» **Texte source**:

Bêtise, Post-vérité et Parole vivante : Une traversée du désordre vers la justesse


Bêtise, Post-vérité et Parole vivante
Une traversée du désordre vers la justesse

« Même nouée de blessures, la parole peut contenir un cœur incandescent.
Dans le tumulte de la post-vérité, il subsiste un noyau de sens — fragile, chaud, vivant. C’est là que parle encore l’être, sous l’écorce. »


Table des matières

1. Introduction
— La bêtise comme appauvrissement de la pensée
— Post-vérité et effondrement du dialogue
2. Comprendre la bêtise subie et produite
— Violence symbolique et disqualification de la parole
— Mécanismes de défense et blessure psychique
— La maturation nécessaire pour parler depuis l’être
3. Antidotes pluriels
— Deleuze : penser pour déranger
— Daumal : une parole habitée
— Bouddha : parole juste et silence fertile
— Jung : individuation et ombre projetée
— Bourbeau : blessure émotionnelle et lien réparé
— La parole publique comme épreuve collective
4. La littérature comme résistance
— Vérité existentielle et pluralité narrative
— Fiction, autobiographie, et récits invisibilisés
— Fragments narratifs et frisson de vérité
5. Vers une parole responsable
— Dire, c’est agir
— Pensée critique et complexité
— Accueillir l’autre, refuser l’appauvrissement
6. Conclusion
— Parler comme on aime : présence, soin et justesse
Références citées


1. Introduction

« La bêtise est une structure de la pensée comme telle : elle n’est pas une manière de se tromper, elle exprime en droit le non-sens dans la pensée. La bêtise n’est pas une erreur, mais un tissu d’erreurs. On connaît des pensées imbéciles, des discours imbéciles qui sont faits tout entiers de vérités ; mais ces vérités sont basses, sont celles d’une âme basse, lourde et de plomb. La bêtise et, plus profondément, ce dont elle est le symptôme : une manière basse de penser. […] Lorsque quelqu’un demande à quoi sert la philosophie, la réponse doit être agressive, puisque la question se veut ironique et mordante. La philosophie ne sert pas à l’État ni à l’Église, qui ont d’autres soucis. Elle ne sert aucune puissance établie. La philosophie sert à attrister. Une philosophie qui n’attriste personne et ne contrarie personne n’est pas une philosophie. Elle sert à nuire à la bêtise, elle fait de la bêtise quelque chose de honteux. »

» **Ce qui est demandé**:
a – Dans l'extrait :
(i) Quel penseur la table des matières associe-t-elle à « penser pour déranger » ?
(ii) D'après la citation de l'introduction, à quelles institutions la philosophie ne sert-elle pas ?
(iii) Selon l'épigraphe, qu'est-ce qui subsiste dans le tumulte de la post-vérité ?
b – Recopiez le passage de l'extrait qui va de « Bêtise, Post-vérité et Parole vivante : Une » jusqu'à « un cœur incandescent. ».
Les lignes n'entrent pas en jeu ici.

» **Lignes extraites**:
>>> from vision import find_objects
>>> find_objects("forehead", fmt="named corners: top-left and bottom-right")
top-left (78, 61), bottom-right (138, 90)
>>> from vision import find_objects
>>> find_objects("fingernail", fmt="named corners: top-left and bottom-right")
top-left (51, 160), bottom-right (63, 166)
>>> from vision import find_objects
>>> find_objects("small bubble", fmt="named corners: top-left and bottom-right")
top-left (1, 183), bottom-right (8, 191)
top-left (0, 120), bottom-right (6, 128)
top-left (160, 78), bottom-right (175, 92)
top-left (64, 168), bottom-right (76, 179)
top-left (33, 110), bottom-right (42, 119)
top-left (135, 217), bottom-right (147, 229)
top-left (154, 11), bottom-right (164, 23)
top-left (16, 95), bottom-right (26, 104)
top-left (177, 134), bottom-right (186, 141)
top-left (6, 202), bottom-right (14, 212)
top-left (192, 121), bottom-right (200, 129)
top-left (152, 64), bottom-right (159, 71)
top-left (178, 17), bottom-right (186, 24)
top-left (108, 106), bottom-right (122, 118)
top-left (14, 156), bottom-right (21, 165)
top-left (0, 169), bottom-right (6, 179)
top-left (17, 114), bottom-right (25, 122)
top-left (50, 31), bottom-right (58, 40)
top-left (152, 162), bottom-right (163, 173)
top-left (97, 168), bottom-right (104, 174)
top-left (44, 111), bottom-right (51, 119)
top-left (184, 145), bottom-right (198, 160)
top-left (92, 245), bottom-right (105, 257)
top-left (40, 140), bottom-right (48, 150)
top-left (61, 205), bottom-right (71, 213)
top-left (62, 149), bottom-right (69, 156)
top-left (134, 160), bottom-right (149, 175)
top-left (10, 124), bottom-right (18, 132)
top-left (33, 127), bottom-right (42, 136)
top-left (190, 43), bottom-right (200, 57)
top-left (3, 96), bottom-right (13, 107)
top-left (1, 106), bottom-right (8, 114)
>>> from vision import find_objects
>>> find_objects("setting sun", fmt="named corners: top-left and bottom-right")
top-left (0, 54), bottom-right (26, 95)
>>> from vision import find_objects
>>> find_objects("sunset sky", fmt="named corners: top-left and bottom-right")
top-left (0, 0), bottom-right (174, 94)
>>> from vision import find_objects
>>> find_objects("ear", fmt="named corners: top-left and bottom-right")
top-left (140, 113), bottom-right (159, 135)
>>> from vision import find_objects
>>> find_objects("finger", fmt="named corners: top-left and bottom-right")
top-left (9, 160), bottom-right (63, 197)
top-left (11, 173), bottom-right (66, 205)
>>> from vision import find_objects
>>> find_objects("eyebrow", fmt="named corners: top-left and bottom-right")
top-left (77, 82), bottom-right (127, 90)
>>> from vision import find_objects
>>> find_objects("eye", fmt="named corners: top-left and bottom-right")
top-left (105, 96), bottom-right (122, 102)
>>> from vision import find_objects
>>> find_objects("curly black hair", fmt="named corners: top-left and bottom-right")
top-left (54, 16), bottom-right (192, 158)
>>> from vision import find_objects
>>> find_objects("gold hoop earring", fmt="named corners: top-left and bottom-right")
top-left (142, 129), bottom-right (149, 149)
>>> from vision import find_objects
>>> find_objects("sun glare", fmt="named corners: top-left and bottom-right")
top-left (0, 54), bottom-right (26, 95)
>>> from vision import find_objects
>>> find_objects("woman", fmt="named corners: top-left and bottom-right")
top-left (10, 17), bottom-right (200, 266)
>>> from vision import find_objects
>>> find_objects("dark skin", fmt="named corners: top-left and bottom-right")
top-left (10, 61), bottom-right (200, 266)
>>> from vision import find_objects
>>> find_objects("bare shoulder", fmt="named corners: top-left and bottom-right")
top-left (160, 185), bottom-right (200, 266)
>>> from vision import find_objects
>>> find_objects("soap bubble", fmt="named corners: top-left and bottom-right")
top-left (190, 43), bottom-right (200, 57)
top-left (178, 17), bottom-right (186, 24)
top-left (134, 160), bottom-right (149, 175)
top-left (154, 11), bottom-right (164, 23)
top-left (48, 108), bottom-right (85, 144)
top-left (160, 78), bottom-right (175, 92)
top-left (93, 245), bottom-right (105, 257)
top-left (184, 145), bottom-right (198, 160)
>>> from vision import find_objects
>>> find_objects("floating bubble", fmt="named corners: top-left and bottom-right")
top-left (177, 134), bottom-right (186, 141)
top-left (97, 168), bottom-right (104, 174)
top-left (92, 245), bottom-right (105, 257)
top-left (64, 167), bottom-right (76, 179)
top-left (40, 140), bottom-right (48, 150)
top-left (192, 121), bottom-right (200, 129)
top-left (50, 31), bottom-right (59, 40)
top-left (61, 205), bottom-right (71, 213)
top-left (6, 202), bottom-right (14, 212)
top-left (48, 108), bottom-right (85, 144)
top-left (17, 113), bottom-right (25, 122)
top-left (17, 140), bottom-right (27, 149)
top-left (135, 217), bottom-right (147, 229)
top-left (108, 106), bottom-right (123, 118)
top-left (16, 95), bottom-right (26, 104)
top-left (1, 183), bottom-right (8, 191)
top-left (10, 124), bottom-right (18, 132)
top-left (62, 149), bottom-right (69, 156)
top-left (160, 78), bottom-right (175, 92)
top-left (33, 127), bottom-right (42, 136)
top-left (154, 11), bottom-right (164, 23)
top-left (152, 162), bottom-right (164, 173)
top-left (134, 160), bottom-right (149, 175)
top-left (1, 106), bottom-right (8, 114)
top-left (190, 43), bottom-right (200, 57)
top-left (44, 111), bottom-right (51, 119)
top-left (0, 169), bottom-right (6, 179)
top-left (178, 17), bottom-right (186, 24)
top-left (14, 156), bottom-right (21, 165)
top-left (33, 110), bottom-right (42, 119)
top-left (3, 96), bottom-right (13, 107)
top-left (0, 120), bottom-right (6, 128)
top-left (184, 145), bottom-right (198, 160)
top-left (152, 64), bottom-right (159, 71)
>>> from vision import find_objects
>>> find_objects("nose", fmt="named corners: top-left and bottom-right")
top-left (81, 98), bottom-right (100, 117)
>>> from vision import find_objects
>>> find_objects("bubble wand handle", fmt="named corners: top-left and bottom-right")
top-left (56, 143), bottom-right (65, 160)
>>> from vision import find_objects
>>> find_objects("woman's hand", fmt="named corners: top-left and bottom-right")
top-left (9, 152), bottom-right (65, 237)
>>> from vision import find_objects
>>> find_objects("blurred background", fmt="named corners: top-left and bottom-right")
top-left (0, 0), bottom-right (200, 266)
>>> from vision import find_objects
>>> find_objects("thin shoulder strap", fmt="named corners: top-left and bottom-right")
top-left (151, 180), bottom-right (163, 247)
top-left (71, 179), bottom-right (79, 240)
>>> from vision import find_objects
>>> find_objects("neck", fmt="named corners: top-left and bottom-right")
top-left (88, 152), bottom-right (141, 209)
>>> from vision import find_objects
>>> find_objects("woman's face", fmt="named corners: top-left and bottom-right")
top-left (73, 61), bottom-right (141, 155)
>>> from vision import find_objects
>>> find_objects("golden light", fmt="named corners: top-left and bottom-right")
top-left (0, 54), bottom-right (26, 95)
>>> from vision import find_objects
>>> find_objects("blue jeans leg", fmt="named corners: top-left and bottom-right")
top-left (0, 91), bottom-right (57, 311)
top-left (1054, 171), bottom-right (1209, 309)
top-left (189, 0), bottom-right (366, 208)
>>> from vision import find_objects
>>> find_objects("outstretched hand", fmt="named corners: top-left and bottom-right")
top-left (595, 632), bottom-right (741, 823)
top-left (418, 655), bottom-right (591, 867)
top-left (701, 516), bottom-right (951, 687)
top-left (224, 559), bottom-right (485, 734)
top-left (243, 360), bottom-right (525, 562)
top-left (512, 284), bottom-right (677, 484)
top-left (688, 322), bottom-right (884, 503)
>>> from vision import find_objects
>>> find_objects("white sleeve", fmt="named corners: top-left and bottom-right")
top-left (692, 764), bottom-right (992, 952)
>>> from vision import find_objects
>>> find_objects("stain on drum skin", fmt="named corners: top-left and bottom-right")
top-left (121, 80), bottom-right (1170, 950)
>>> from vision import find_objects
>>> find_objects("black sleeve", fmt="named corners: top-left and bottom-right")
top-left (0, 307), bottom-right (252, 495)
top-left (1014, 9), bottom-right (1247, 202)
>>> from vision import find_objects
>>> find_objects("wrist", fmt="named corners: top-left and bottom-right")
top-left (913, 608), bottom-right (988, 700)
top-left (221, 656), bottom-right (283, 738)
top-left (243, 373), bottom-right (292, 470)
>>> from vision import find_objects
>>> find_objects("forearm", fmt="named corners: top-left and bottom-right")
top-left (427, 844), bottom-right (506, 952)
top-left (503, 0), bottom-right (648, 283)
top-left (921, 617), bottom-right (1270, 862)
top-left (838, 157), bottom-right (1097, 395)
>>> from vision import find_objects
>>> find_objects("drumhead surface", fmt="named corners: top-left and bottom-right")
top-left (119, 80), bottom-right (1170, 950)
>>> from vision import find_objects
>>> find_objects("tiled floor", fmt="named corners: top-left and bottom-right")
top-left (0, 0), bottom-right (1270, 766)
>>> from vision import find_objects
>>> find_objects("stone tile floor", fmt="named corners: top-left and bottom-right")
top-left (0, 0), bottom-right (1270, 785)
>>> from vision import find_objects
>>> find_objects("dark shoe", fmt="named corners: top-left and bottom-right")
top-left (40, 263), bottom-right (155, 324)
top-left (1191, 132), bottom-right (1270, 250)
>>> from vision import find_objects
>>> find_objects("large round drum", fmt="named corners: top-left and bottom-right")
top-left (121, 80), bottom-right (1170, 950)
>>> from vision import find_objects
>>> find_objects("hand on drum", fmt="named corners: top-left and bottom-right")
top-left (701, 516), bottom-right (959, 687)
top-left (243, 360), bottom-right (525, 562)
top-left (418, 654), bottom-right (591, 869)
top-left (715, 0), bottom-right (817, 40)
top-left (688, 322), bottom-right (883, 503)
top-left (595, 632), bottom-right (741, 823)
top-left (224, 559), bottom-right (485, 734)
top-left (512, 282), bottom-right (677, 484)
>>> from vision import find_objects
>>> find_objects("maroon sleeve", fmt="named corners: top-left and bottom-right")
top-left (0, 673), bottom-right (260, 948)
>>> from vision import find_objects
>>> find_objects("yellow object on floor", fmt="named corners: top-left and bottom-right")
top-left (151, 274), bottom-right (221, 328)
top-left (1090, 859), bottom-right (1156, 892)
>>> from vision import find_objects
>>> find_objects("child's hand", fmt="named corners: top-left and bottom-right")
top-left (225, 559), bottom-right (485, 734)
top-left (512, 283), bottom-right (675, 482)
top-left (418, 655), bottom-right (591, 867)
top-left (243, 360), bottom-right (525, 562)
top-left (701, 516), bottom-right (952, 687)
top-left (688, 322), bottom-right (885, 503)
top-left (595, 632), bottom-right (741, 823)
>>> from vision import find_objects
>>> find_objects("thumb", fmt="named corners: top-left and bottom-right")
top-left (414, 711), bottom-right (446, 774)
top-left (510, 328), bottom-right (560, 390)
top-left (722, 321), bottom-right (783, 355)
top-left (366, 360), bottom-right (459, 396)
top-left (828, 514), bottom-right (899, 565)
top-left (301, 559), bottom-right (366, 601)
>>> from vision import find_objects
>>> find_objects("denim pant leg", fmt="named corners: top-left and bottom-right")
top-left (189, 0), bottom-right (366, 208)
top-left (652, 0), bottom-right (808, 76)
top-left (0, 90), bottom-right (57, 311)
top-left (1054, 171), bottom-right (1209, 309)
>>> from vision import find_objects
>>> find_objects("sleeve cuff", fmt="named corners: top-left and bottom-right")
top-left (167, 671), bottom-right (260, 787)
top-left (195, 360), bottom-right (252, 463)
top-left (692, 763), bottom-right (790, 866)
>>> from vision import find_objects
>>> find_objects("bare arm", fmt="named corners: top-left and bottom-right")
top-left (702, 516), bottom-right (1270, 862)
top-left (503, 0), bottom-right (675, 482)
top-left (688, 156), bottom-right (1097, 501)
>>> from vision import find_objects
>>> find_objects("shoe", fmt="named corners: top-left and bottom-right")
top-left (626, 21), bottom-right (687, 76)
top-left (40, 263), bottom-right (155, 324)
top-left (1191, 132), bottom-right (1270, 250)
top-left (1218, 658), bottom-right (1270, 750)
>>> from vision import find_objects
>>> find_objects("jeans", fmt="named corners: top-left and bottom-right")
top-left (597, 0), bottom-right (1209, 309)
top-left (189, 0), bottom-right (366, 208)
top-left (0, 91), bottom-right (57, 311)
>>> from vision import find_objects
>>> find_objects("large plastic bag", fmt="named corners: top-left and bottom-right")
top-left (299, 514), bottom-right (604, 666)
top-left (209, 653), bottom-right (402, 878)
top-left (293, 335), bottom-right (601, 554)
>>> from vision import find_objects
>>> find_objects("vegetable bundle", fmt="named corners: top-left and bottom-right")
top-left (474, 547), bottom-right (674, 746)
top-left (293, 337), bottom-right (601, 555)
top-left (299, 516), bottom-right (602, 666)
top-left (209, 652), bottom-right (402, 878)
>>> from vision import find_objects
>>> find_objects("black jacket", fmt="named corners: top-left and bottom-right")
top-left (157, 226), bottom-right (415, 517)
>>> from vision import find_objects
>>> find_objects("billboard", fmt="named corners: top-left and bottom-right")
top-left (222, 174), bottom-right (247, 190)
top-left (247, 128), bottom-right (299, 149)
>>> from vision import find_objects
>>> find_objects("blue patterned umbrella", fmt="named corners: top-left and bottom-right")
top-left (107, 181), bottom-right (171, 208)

» **Réponses par consigne**:
a –
(i) Deleuze.
(ii) À l'État et à l'Église.
(iii) Un noyau de sens, fragile, chaud, vivant.

b –
Bêtise, Post-vérité et Parole vivante : Une traversée du désordre vers la justesse


Bêtise, Post-vérité et Parole vivante
Une traversée du désordre vers la justesse

« Même nouée de blessures, la parole peut contenir un cœur incandescent.